To-do list
• a. In the setup guide, turn the paragraph beginning "To transcribe incoming WhatsApp audio messages" into a brief numbered list of steps.
• b. According to the setup guide, in which section of the Twilio Console dashboard are the Account SID and Auth Token located?

Text passage
********

Create the environment variables

Now, let’s create a .env file to store the application credentials. To do this, inside the project’s root folder, create a new file named .env, and add the following environment variables to it.

ASSEMBLYAI_API_KEY=<ASSEMBLYAI_API_KEY>
HOST=127.0.0.1
PORT=8080
TWILIO_ACCOUNT_SID=<TWILIO_ACCOUNT_SID>
TWILIO_AUTH_TOKEN=<TWILIO_AUTH_TOKEN>

Retrieve your Twilio credentials

Let’s retrieve the Twilio Account SID and Auth Token. Log in to your Twilio Console dashboard, where you’ll find them under the Account Info section, as shown in the screenshot below.

Twilio dashboard with account SID, Auth Token, and verification resource links displayed.

Copy the Account SID and Auth Token, and replace the <TWILIO_ACCOUNT_SID> and <TWILIO_AUTH_TOKEN> placeholders in the .env file accordingly with those values.

Retrieve your AssemblyAI API key

To transcribe incoming WhatsApp audio messages, log in to your AssemblyAI dashboard and click on API Keys in the left-hand side navigation menu to access your API key, as shown in the screenshot below.

Screenshot showing API Key management with options to edit project and copy API key.

Copy the API key and replace the <ASSEMBLYAI_API_KEY> placeholder in the .env file with it.

Create the data models

Let’s now create the application's data models. To do this, navigate to the src folder, open the main.rs file, and replace its contents with the following code.

use actix_web::{web, App, HttpServer, HttpResponse, Error};
use dotenv::dotenv;
use serde::{Deserialize, Serialize};
use std::env;
use tracing::{info, error};
use uuid::Uuid;
#[derive(Debug, Deserialize)]
struct TwilioWebhook {
    #[serde(rename = "MediaContentType0")]
    media_content_type: Option<String>,
    #[serde(rename = "MediaUrl0")]
    media_url: Option<String>,
}
#[derive(Debug)]
enum AudioProcessingError {
    DownloadError(String),
    TranscriptionError(String),
    FileSystemError(String),
    EnvVarError(std::env::VarError),
    RequestError(reqwest::Error),
}
impl std::fmt::Display for AudioProcessingError {
    fn fmt(&self, f: &mut std::fmt::Formatter<'_>) -> std::fmt::Result {
        match self {
            Self::DownloadError(msg) => write!(f, "Failed to download audio: {}", msg),
            Self::TranscriptionError(msg) => write!(f, "Failed to transcribe audio: {}", msg),
            Self::FileSystemError(msg) => write!(f, "File system error: {}", msg),
            Self::EnvVarError(e) => write!(f, "Environment variable error: {}", e),
            Self::RequestError(e) => write!(f, "Request error: {}", e),
        }
    }
}
impl std::error::Error for AudioProcessingError {}
impl From<std::env::VarError> for AudioProcessingError {
    fn from(err: std::env::VarError) -> Self {
        Self::EnvVarError(err)

********

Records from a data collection

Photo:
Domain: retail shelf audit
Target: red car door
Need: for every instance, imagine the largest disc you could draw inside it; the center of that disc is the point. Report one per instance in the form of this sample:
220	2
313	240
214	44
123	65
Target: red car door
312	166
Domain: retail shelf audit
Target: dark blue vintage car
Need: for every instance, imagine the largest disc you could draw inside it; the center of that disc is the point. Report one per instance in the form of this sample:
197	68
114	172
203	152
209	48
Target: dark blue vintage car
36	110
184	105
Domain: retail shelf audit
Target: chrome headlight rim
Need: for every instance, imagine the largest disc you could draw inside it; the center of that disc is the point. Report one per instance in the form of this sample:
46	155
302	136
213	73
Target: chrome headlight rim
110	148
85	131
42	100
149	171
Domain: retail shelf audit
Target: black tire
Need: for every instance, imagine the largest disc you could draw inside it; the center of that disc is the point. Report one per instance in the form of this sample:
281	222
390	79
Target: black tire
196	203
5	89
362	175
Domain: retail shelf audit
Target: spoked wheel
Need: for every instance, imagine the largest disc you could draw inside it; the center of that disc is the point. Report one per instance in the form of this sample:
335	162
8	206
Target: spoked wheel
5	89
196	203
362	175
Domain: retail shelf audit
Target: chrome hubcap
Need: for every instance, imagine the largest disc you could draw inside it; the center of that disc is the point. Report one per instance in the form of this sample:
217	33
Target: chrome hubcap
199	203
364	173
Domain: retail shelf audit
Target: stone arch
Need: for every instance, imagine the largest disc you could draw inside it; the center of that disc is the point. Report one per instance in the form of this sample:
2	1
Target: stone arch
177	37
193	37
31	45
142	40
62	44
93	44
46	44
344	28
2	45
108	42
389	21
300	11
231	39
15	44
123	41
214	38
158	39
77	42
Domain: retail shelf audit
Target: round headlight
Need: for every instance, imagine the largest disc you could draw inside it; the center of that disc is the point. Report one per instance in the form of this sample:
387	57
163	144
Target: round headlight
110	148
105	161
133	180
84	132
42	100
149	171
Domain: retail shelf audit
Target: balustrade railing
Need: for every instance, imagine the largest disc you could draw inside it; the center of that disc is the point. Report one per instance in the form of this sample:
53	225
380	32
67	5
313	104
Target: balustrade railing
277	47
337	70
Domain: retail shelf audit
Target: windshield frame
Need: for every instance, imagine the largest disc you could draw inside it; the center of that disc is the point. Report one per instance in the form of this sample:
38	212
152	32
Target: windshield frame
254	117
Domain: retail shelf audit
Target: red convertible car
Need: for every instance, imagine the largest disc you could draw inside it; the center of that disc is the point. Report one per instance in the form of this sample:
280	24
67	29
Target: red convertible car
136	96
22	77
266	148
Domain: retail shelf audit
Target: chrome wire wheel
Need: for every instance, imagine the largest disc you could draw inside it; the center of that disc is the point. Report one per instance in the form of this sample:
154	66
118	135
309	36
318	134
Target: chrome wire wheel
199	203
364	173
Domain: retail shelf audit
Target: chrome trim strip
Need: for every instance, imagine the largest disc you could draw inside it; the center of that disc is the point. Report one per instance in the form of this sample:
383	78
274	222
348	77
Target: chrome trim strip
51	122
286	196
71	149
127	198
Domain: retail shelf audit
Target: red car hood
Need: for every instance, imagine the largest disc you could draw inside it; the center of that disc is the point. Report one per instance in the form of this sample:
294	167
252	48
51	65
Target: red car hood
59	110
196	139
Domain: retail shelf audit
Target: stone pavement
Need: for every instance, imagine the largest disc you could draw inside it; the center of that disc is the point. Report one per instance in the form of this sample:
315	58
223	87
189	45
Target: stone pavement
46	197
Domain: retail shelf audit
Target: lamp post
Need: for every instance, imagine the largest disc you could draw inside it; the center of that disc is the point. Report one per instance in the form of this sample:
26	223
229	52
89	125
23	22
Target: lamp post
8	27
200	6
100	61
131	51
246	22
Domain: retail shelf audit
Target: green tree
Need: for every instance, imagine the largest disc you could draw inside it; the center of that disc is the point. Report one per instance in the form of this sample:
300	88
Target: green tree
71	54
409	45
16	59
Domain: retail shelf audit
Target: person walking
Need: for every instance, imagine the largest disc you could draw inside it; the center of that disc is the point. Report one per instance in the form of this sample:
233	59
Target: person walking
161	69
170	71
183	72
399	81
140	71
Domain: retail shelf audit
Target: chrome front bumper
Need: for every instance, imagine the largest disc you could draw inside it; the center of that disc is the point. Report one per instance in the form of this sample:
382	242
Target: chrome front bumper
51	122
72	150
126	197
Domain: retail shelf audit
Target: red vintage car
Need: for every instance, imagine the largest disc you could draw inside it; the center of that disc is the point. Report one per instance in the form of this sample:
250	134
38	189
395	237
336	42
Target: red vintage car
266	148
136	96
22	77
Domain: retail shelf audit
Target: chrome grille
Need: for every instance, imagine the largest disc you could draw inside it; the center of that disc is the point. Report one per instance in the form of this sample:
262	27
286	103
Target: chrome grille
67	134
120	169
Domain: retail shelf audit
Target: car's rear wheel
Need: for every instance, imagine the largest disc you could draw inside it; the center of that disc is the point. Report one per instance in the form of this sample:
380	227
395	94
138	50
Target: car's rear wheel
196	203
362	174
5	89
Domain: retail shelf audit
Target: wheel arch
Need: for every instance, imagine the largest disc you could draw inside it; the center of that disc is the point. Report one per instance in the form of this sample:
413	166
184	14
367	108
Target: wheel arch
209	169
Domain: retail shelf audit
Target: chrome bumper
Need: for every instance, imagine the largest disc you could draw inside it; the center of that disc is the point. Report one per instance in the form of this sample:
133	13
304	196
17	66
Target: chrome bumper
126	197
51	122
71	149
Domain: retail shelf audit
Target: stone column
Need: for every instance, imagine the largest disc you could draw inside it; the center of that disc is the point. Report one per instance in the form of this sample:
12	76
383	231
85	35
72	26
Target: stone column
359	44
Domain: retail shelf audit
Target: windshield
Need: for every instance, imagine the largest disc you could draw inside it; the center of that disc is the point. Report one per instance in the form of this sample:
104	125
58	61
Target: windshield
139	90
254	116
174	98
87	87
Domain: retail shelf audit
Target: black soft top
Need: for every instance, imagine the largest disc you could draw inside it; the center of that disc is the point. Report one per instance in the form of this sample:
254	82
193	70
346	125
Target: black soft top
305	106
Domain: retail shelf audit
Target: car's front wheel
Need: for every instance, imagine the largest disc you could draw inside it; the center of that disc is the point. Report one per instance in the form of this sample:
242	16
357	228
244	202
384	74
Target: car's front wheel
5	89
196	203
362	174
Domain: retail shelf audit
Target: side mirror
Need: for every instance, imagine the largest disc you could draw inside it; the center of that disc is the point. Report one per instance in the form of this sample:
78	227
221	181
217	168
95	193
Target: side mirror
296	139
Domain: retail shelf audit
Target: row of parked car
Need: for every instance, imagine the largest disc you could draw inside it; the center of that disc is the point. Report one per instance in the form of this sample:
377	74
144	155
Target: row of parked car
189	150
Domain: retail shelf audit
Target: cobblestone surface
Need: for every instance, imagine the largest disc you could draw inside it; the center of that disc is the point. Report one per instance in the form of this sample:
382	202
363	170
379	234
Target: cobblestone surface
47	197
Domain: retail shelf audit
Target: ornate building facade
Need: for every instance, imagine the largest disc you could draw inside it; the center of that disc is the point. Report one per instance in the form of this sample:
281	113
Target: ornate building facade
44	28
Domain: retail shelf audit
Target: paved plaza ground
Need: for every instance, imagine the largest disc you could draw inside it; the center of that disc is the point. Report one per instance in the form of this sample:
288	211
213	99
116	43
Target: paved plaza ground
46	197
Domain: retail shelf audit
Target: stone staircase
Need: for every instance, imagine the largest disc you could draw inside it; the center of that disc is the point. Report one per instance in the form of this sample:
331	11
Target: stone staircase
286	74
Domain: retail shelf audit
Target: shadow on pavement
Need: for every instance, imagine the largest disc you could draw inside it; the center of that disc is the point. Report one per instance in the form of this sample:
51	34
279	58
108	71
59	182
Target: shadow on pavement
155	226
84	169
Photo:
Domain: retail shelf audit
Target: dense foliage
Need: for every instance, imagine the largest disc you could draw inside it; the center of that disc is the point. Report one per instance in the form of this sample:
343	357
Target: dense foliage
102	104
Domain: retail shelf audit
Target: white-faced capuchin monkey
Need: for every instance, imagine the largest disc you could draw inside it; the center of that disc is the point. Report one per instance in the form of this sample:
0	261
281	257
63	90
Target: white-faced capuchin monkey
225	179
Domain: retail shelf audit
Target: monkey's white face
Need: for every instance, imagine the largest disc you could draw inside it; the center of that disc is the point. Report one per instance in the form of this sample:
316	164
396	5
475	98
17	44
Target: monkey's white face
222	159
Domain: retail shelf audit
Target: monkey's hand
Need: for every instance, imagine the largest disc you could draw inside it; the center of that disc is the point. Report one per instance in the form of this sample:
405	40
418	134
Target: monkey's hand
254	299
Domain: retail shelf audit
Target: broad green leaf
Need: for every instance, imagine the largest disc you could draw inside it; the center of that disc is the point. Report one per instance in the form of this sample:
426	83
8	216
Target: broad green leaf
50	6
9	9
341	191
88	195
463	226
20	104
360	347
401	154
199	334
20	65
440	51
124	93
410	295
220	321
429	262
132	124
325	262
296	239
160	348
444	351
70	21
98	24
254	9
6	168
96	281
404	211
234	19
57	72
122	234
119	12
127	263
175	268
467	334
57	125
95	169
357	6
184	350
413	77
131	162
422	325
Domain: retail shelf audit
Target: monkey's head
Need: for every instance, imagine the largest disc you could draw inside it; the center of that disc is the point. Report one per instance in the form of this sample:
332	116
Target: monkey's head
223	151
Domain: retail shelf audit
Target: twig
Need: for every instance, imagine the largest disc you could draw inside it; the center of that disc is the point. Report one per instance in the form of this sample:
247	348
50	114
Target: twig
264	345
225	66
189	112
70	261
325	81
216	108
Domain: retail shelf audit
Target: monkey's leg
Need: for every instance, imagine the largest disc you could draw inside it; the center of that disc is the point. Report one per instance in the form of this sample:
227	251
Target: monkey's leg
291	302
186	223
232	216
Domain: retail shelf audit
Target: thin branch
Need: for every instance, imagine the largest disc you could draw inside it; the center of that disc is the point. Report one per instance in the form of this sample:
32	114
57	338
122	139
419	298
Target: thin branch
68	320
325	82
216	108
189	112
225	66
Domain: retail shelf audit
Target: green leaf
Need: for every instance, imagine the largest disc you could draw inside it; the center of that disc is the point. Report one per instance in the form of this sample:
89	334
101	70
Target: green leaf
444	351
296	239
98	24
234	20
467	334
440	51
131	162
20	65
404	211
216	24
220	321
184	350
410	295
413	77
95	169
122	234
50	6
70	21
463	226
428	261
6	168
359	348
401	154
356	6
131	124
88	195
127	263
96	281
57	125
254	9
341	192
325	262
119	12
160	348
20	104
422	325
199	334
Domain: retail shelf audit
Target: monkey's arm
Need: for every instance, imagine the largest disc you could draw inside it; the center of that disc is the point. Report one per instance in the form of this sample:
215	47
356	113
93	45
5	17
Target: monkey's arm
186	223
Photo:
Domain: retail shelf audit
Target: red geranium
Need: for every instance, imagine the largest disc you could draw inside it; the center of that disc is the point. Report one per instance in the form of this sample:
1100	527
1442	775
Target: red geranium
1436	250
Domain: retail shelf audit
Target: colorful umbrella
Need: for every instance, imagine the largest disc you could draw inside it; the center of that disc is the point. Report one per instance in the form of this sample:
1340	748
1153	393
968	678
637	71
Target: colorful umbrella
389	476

********

Expected outputs
• a.
To get the API key for transcribing incoming WhatsApp audio messages:
1. Log in to your AssemblyAI dashboard.
2. Click API Keys in the left-hand navigation menu to access your API key.

• b. They are under the Account Info section.